#### Instructions to follow:
Would you reproduce all of the entries exactly?

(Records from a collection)

= = = = = = =

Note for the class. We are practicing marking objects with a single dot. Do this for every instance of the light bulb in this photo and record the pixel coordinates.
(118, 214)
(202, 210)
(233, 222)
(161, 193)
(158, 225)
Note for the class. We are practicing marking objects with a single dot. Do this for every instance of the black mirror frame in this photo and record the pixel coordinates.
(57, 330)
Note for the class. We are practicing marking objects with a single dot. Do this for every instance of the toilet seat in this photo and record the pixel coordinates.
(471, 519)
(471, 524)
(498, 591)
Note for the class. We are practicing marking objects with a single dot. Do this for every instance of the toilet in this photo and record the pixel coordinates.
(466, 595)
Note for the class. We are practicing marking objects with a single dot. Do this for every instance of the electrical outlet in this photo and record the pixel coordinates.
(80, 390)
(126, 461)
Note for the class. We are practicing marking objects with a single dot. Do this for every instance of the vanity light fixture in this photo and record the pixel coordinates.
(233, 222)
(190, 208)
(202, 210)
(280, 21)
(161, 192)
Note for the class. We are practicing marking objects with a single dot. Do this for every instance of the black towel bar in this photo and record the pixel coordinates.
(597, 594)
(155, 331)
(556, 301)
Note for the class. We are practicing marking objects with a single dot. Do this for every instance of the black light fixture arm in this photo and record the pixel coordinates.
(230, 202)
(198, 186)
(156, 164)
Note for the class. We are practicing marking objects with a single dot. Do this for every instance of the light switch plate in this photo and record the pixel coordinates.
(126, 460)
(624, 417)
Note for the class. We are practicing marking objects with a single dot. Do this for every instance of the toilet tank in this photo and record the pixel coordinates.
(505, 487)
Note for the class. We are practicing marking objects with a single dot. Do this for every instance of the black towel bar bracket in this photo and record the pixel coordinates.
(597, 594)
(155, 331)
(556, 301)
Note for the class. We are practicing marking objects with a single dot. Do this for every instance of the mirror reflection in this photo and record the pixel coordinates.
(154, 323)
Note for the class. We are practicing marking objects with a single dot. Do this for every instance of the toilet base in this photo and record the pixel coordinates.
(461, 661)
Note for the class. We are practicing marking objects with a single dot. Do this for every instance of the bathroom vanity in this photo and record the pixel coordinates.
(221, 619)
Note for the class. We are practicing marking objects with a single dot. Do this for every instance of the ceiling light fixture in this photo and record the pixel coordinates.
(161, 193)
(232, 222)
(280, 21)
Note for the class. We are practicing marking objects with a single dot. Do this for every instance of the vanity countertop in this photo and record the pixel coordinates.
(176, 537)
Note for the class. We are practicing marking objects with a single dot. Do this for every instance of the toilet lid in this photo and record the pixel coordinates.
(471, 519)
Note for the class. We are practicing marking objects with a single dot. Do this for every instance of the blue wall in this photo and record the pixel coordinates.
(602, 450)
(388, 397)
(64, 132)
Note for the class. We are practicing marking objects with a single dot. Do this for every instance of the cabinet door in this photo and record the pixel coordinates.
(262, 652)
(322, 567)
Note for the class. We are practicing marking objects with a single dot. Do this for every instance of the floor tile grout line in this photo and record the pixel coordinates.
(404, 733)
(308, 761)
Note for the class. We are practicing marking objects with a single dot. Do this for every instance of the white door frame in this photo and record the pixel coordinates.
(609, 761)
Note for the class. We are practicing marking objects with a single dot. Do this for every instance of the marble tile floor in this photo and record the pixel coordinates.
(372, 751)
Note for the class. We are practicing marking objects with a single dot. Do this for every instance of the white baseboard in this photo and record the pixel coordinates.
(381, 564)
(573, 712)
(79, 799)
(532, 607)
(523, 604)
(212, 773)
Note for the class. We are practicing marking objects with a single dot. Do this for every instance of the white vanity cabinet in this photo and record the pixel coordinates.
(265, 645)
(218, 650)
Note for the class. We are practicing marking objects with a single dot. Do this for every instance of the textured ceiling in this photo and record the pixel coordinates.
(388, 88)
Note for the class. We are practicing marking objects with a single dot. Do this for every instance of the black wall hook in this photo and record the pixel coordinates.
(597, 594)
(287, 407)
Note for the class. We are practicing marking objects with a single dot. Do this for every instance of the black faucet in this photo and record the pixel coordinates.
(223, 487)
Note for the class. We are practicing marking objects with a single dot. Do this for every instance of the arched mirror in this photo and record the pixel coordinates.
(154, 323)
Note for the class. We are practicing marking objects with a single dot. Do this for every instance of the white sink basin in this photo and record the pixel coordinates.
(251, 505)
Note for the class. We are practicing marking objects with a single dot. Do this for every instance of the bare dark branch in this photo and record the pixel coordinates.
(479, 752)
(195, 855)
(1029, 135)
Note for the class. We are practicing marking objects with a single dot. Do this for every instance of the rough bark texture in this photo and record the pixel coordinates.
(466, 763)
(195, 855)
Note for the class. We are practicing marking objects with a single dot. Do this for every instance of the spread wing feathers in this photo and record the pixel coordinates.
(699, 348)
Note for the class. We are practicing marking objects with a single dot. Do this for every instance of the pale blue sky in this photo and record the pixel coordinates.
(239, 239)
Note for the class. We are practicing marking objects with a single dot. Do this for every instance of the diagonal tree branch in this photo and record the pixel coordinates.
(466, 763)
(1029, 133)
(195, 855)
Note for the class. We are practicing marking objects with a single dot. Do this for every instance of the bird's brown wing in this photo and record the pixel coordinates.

= = = = = = =

#### The completed task:
Note for the class. We are practicing marking objects with a single dot. Do this for every instance of the light bulb in this photo and record the pixel coordinates.
(118, 214)
(202, 210)
(233, 222)
(161, 193)
(158, 225)
Note for the class. We are practicing marking objects with a single dot. Do this for every instance of the black mirror frame in this photo and record the pixel coordinates.
(57, 330)
Note for the class. We are practicing marking objects with a single dot. Do this for every instance of the toilet seat in this photo and record the pixel coordinates.
(471, 519)
(471, 524)
(498, 591)
Note for the class. We are practicing marking objects with a single dot. Do this for every instance of the toilet in this photo and record the pixel coordinates.
(466, 595)
Note for the class. We are practicing marking objects with a single dot. Do this for every instance of the electrical outlet in this photo and record the pixel coordinates.
(80, 390)
(126, 461)
Note for the class. We are practicing marking objects with a single dot. Do this for every instance of the vanity light fixture in this photo and record the pixel coordinates.
(233, 222)
(190, 208)
(202, 210)
(280, 21)
(161, 192)
Note for the class. We are practicing marking objects with a single dot. Do this for every instance of the black towel bar in this photo and record the pixel coordinates.
(597, 594)
(155, 331)
(556, 301)
Note for the class. We are practicing marking objects with a single dot. Do this for every instance of the black light fixture arm in this photo and record the pixel coordinates.
(230, 202)
(198, 186)
(156, 164)
Note for the class. We are practicing marking objects with a single dot. Do this for every instance of the light switch plate in this photo and record the pixel coordinates.
(126, 460)
(624, 417)
Note for the class. We are practicing marking objects with a single dot. Do this for every instance of the toilet tank in this photo and record the pixel coordinates.
(505, 487)
Note for the class. We are practicing marking objects with a single dot. Do this for every instance of the black towel bar bracket in this photo and record the pixel coordinates.
(597, 594)
(155, 331)
(556, 301)
Note for the class. We are practicing marking objects with a single dot. Do this for every instance of the mirror reflection in this photo and record the pixel coordinates.
(154, 323)
Note for the class. We are practicing marking objects with a single dot. Do this for every instance of the toilet base in this photo and record the pixel coordinates.
(461, 661)
Note for the class. We are practicing marking objects with a single dot. Do this for every instance of the bathroom vanity in this photo and record the pixel coordinates.
(221, 619)
Note for the class. We are practicing marking objects with a single dot. Do this for every instance of the ceiling light fixture in this photo and record the pixel coordinates.
(161, 193)
(232, 222)
(280, 21)
Note for the class. We are practicing marking objects with a single dot. Do this for every instance of the vanity countertop in this photo and record the pixel coordinates.
(176, 537)
Note for the class. We are practicing marking objects with a single dot. Do this for every instance of the toilet lid in this photo and record the pixel coordinates.
(471, 519)
Note for the class. We are practicing marking objects with a single dot. Do this for every instance of the blue wall in this photo and record the pixel coordinates.
(602, 450)
(388, 397)
(64, 132)
Note for the class. We are practicing marking objects with a single dot. Do this for every instance of the cabinet door in this photo and record the pixel coordinates.
(262, 652)
(322, 567)
Note for the class. We are practicing marking objects with a single dot. Do this for every instance of the floor tile grout line in this photo and record the pixel coordinates.
(404, 733)
(308, 761)
Note for the class. We are practicing marking objects with a single dot. Do this for every instance of the white door frame in this photo and record the pixel coordinates.
(609, 761)
Note for the class. We are practicing marking objects with a single dot. Do this for every instance of the marble tile floor in this photo and record the pixel coordinates.
(372, 751)
Note for the class. We are practicing marking objects with a single dot. Do this for every instance of the white baseboard in this photo and record the pixel coordinates.
(381, 564)
(573, 712)
(79, 799)
(532, 607)
(523, 604)
(212, 773)
Note for the class. We are practicing marking objects with a single dot. Do this for every instance of the white vanity cabinet in this photo and record the pixel coordinates.
(265, 645)
(218, 650)
Note for the class. We are practicing marking objects with a single dot. Do this for every instance of the textured ceiling in this photo and record the pixel coordinates.
(388, 88)
Note for the class. We are practicing marking objects with a single dot. Do this for every instance of the black wall hook in this photo and record the pixel coordinates.
(597, 594)
(287, 407)
Note for the class. We are practicing marking objects with a single dot. Do this for every instance of the black faucet in this photo and record the pixel coordinates.
(223, 487)
Note for the class. We are practicing marking objects with a single dot. Do this for every instance of the arched mirror in this photo and record the pixel coordinates.
(154, 323)
Note for the class. We are practicing marking objects with a single dot. Do this for every instance of the white sink basin in this photo and record the pixel coordinates.
(251, 505)
Note for the class. We are practicing marking objects with a single dot. Do this for every instance of the bare dark branch in this photo and record the pixel coordinates.
(479, 752)
(195, 855)
(1029, 135)
Note for the class. We are practicing marking objects with a single dot. Do this for every instance of the rough bark texture in this photo and record the pixel coordinates.
(466, 763)
(195, 855)
Note for the class. We are practicing marking objects with a single dot. Do this for every instance of the spread wing feathers in this photo and record the pixel coordinates.
(699, 348)
Note for the class. We are practicing marking objects with a single dot. Do this for every instance of the pale blue sky in this photo and record the pixel coordinates.
(239, 239)
Note for the class. We are practicing marking objects with a single dot. Do this for every instance of the diagonal tree branch in this photo and record the pixel coordinates.
(466, 763)
(1029, 133)
(195, 855)
Note for the class. We are practicing marking objects with a single dot. Do this for every instance of the bird's brown wing in this photo and record the pixel coordinates.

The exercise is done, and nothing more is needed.